→ GIVEN PROBLEM A:
Collect each line in the records below that contains the word "pants".

** START EXTRACT TO READ **

One-Handed Provider
 
From: bernhard1848@att.net
 
One-Handed Provider:  
 
“Vann Jasper (Jap) McArthur, son of William Odum McArthur and Mary Ann Vann, was born 19 February 1846 in the Red Hill community, Taylors Bridge Township, Sampson County [North Carolina]. Jap grew up on the farm and attended local subscription schools. He enlisted in Company F, 20th [North Carolina] Regiment, Sampson County, on 9 May 1861 when he was only 15 years old. He had the bone shattered by gunfire in his lower right arm while fighting in Virginia, and was given six weeks at home to recuperate. A few months later while crossing a stone fence at Fox’s Gap, Maryland, his gun accidentally discharged and blew away his left hand, and he was discharged 21 February 1863.

** END EXTRACT TO READ **
** START INFORMATION PROVIDED **

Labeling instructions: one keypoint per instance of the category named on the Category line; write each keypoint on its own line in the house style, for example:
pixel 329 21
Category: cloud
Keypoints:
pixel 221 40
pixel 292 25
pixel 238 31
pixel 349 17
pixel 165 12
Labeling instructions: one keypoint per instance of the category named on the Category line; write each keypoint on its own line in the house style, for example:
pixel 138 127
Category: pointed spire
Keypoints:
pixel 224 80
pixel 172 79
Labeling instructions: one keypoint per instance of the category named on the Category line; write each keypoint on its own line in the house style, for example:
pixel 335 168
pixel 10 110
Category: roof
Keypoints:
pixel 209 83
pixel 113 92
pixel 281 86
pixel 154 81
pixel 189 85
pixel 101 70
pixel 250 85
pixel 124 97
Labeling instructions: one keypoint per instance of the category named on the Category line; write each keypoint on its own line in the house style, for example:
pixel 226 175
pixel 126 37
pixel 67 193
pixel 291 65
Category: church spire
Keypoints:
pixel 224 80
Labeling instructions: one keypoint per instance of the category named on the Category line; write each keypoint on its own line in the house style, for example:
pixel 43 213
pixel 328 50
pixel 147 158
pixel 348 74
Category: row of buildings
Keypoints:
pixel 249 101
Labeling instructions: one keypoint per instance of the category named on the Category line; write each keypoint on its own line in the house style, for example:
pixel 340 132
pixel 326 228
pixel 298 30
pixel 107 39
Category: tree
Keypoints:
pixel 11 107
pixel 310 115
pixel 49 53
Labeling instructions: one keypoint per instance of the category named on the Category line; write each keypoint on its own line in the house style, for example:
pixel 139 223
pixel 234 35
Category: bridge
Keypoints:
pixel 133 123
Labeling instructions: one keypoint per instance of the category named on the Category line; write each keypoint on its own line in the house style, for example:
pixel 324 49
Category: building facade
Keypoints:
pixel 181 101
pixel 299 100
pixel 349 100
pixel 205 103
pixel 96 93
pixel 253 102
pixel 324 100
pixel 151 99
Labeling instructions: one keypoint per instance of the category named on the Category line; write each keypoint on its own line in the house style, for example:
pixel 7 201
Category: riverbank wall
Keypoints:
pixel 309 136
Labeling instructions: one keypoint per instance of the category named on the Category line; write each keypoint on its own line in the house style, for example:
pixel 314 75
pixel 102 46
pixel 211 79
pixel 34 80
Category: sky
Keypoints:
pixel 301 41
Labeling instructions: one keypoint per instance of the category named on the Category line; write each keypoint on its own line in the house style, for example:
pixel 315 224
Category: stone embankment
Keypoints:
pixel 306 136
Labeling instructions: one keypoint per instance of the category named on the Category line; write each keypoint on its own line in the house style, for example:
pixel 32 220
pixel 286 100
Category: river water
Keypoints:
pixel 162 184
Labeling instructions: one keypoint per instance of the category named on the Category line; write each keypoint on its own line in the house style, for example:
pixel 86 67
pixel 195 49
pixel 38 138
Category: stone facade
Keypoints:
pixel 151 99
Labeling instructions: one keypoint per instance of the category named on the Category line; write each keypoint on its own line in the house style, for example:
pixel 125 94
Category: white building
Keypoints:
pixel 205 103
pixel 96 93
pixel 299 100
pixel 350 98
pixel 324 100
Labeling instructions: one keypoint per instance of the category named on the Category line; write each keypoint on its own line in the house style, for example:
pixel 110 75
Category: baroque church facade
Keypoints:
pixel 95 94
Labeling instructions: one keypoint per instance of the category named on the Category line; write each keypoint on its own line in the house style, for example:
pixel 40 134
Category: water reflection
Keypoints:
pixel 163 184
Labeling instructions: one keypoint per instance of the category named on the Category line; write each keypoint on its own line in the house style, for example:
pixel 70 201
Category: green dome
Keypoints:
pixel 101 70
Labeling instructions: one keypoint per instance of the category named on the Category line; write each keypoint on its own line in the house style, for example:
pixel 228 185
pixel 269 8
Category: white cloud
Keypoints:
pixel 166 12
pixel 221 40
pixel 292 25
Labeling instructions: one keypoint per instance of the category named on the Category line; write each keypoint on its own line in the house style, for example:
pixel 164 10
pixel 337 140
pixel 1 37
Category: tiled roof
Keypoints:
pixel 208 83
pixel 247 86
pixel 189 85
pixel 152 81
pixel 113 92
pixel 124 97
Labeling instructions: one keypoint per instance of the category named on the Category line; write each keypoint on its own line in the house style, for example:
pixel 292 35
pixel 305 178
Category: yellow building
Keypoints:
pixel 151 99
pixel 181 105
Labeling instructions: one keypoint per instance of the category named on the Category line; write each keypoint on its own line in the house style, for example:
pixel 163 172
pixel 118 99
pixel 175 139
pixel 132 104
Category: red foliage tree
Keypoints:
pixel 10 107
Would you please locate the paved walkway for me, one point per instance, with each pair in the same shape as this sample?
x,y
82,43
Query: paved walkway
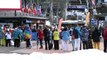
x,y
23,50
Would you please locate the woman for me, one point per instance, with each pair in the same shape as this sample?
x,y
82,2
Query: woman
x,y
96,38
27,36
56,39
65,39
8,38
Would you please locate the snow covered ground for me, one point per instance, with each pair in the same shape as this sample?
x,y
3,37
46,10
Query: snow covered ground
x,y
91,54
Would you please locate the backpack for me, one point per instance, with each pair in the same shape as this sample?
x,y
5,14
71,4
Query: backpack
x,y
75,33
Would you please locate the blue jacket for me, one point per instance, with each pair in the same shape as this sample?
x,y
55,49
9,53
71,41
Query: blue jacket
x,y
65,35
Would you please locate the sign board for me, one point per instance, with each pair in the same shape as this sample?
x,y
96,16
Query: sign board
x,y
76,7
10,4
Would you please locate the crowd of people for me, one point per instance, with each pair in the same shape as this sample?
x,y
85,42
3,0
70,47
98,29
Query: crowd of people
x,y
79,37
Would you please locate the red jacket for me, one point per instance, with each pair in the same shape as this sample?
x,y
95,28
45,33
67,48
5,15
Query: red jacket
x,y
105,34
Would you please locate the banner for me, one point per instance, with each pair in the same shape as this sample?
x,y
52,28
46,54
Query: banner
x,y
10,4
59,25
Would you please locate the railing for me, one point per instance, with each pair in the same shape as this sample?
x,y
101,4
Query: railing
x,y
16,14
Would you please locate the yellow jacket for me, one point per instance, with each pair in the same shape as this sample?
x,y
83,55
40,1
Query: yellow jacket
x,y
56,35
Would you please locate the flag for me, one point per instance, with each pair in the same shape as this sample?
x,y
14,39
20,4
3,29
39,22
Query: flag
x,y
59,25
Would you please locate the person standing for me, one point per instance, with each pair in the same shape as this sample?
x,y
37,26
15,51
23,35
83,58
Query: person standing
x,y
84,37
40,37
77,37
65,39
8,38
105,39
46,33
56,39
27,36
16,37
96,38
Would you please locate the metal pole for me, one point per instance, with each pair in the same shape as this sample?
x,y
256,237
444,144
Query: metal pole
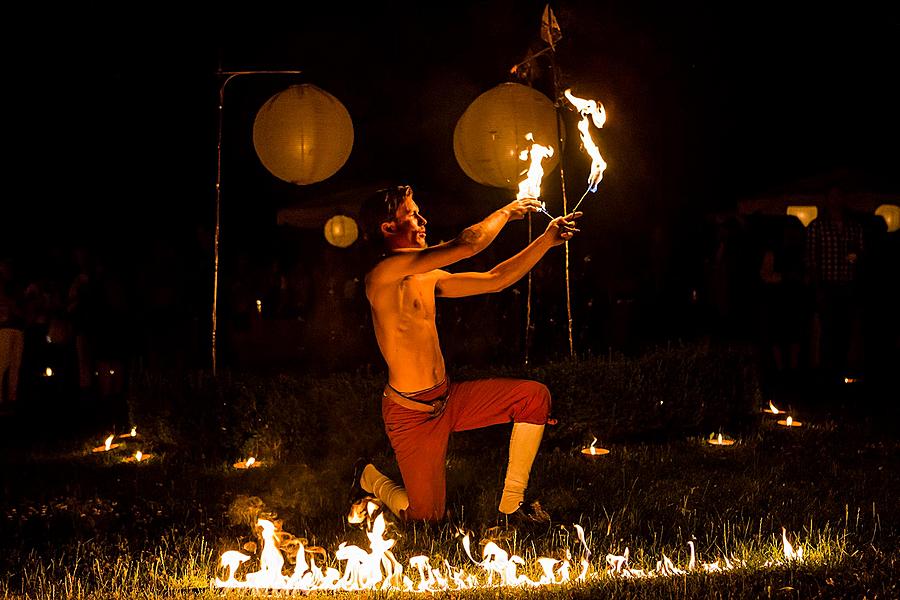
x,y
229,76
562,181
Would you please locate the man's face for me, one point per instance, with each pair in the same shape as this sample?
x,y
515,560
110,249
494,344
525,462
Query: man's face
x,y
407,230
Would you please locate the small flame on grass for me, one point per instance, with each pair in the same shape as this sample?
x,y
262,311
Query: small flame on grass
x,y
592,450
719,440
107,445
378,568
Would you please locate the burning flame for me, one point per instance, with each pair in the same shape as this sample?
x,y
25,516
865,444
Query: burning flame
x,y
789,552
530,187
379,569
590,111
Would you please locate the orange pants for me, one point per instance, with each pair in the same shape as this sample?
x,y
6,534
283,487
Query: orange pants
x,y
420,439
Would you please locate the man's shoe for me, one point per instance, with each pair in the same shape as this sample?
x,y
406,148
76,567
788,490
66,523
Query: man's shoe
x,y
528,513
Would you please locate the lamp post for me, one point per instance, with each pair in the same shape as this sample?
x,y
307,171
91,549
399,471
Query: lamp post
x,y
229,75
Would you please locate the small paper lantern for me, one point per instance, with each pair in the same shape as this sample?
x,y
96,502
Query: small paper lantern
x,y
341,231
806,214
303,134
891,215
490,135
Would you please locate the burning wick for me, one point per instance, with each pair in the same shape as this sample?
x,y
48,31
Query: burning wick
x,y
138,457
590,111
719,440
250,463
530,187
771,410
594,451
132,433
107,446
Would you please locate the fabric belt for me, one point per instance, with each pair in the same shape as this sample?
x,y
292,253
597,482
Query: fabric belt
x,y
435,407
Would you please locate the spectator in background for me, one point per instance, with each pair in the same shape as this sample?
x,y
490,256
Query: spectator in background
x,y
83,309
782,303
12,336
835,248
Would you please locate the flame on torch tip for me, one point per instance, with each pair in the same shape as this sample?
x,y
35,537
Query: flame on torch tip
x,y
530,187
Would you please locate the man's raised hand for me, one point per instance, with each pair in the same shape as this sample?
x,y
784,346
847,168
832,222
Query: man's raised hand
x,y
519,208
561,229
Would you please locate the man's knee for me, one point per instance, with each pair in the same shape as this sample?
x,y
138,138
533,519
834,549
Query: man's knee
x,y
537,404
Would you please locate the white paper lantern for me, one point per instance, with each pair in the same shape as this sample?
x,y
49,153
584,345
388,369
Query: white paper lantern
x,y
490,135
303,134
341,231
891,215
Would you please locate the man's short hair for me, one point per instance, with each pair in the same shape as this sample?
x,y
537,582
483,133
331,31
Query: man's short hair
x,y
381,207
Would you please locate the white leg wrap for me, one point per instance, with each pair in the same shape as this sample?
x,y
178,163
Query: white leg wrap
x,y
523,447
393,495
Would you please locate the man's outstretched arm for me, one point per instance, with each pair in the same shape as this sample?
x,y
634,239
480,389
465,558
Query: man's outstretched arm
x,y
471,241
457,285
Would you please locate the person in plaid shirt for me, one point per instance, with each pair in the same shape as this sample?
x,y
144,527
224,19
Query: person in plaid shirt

** END INFORMATION PROVIDED **

→ GIVEN PROBLEM B:
Please pick up the account of Jap McArthur's war service and carry it on from its final sentence.

→ EXERCISE RESPONSE A:
Would you please locate the orange pants for me, one point per instance, with each pair in the same shape as this sample?
Query: orange pants

→ EXERCISE RESPONSE B:
In the spring of 1864, the school having closed at Warsaw, Jap returned home. Catherine (Cattie) Boney, his stepsister, born 24 April 1848, also returned home from Greensboro Female College, which had burned. This threw Jap and Cattie together again and rekindled the “puppy love” they previously had for each other. Cattie’s mother soon detected the feeling between them and devised every possible means to keep them apart. Things became so strict that Jap and Cattie, living in the same house, communicated by writing notes to each other and leaving them in a certain hollow-place in a fence post. Cattie’s mother didn’t want them to marry because she believed Jap, with no left hand, would be a poor provider.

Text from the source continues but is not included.